— START OF DATA SHOWN —

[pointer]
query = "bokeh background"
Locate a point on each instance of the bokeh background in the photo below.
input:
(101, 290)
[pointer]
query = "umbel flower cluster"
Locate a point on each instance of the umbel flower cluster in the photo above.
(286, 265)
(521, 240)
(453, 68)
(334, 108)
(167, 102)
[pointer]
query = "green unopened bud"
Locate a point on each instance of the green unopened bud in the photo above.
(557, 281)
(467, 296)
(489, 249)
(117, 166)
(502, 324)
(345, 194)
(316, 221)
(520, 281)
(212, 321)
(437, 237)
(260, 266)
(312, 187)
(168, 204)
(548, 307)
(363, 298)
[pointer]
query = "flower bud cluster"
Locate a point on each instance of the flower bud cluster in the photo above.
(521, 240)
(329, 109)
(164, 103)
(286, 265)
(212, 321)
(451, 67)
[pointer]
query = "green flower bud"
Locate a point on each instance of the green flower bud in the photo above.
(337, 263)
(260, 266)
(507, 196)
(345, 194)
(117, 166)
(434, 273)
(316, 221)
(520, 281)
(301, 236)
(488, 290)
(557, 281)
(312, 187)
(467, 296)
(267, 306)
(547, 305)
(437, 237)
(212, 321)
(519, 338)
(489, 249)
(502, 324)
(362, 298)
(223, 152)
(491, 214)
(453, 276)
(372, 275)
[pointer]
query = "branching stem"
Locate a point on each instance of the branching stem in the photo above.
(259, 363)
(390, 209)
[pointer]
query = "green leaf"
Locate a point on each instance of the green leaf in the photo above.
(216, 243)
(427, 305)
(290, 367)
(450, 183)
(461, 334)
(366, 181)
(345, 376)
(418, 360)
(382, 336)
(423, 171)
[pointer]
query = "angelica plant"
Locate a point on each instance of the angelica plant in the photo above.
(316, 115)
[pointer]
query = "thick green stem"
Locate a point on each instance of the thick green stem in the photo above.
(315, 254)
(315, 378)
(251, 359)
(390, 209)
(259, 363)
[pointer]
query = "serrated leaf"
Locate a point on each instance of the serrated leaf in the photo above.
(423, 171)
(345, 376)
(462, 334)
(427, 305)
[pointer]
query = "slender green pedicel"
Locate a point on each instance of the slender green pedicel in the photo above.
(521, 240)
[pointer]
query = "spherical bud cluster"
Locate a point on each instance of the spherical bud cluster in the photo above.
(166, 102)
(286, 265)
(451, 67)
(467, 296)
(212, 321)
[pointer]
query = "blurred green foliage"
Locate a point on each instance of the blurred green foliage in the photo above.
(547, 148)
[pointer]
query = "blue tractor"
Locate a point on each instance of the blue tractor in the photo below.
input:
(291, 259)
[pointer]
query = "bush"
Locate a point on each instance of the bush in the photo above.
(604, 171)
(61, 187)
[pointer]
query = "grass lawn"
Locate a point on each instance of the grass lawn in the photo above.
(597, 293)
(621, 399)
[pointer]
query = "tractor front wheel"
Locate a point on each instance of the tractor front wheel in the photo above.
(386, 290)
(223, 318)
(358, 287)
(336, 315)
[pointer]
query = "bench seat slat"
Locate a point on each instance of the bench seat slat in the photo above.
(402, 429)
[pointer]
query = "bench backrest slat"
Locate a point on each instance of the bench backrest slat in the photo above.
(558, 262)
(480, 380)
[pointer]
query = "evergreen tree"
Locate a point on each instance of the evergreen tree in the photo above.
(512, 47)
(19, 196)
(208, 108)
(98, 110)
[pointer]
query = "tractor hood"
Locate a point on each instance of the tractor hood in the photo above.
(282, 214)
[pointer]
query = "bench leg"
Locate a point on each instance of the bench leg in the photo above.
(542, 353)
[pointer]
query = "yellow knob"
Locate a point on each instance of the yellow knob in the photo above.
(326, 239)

— END OF DATA SHOWN —

_WHAT IS NEEDED:_
Without leaving anything out, give the entries again exactly.

_WRITTEN REPLY:_
[pointer]
query = "bokeh background"
Locate a point on each instance of the bokeh background in the photo below.
input:
(101, 290)
[pointer]
query = "umbel flower cluster"
Locate a point on each instance of the umbel flower cluster in the photo above.
(286, 265)
(521, 240)
(453, 68)
(334, 108)
(167, 102)
[pointer]
query = "green unopened bud"
Locate a point on each instance of the green unopened bud in the photo above.
(557, 281)
(467, 296)
(489, 249)
(117, 166)
(502, 324)
(345, 194)
(316, 221)
(520, 281)
(212, 321)
(437, 237)
(260, 266)
(312, 187)
(168, 204)
(548, 307)
(363, 298)
[pointer]
query = "flower bud cluster"
Locate a point on each instance of the flower bud cluster in the photo above.
(521, 240)
(329, 109)
(164, 103)
(286, 265)
(212, 321)
(451, 67)
[pointer]
query = "green flower bud"
Locate a point on each instance of the green flower bud in the photo above.
(337, 263)
(260, 266)
(507, 196)
(345, 194)
(117, 166)
(434, 273)
(316, 221)
(520, 281)
(301, 236)
(488, 290)
(557, 281)
(312, 187)
(467, 296)
(267, 306)
(547, 305)
(437, 237)
(212, 321)
(519, 338)
(489, 249)
(502, 324)
(362, 298)
(223, 152)
(491, 214)
(453, 276)
(372, 275)
[pointer]
query = "branching stem"
Locate a point on each instance of the branching stem in the photo above.
(259, 363)
(390, 209)
[pointer]
query = "green leaf"
Locate a point on each instance of the green leaf in the photo above.
(216, 243)
(427, 305)
(290, 367)
(450, 183)
(461, 334)
(366, 181)
(345, 376)
(418, 360)
(382, 336)
(423, 171)
[pointer]
query = "angelica plant"
Locate a point on each instance of the angelica plant in the photo above.
(316, 115)
[pointer]
query = "thick green stem"
Locate a point on each instance of the thick green stem in the photo above.
(315, 254)
(315, 378)
(251, 359)
(390, 209)
(259, 363)
[pointer]
query = "serrated leaf"
Locate a point on each instance of the serrated leaf in the photo above.
(423, 171)
(345, 376)
(462, 334)
(427, 305)
[pointer]
query = "slender green pedicel"
Locate a point on each instance of the slender green pedicel in the photo above.
(521, 240)
[pointer]
query = "spherical bud cluster"
Locate a point on each instance of the spherical bud cluster in the photo above.
(166, 102)
(286, 265)
(451, 67)
(467, 296)
(212, 321)
[pointer]
query = "blurred green foliage"
Locate a point on each instance of the blurred green foliage in the photo above.
(547, 148)
[pointer]
query = "blue tractor"
Locate a point on each instance of the blue tractor in the photo below.
input:
(291, 259)
[pointer]
query = "bush"
Locate a point on each instance of the bush in the photo above.
(604, 171)
(61, 187)
[pointer]
query = "grass lawn"
Locate a point on each instance of the grass lawn in the photo above.
(597, 293)
(621, 399)
[pointer]
query = "tractor front wheel"
Locate a point on each instance of the tractor front wheel in the photo above.
(386, 290)
(223, 318)
(358, 287)
(336, 315)
[pointer]
query = "bench seat slat"
Locate a point on each instance of the bench seat slat in the photo above.
(402, 429)
[pointer]
query = "bench backrest slat"
Locate a point on each instance of the bench backrest slat in the photo above.
(558, 262)
(480, 380)
[pointer]
query = "evergreen tree"
Locate a point on each instance of the evergreen tree in the photo above.
(512, 47)
(19, 196)
(208, 108)
(98, 110)
[pointer]
query = "tractor hood"
Locate a point on each instance of the tractor hood in the photo above.
(282, 214)
[pointer]
query = "bench leg"
Locate a point on each instance of the bench leg in the photo above.
(542, 353)
[pointer]
query = "yellow knob"
Locate a point on each instance of the yellow knob in the photo above.
(326, 239)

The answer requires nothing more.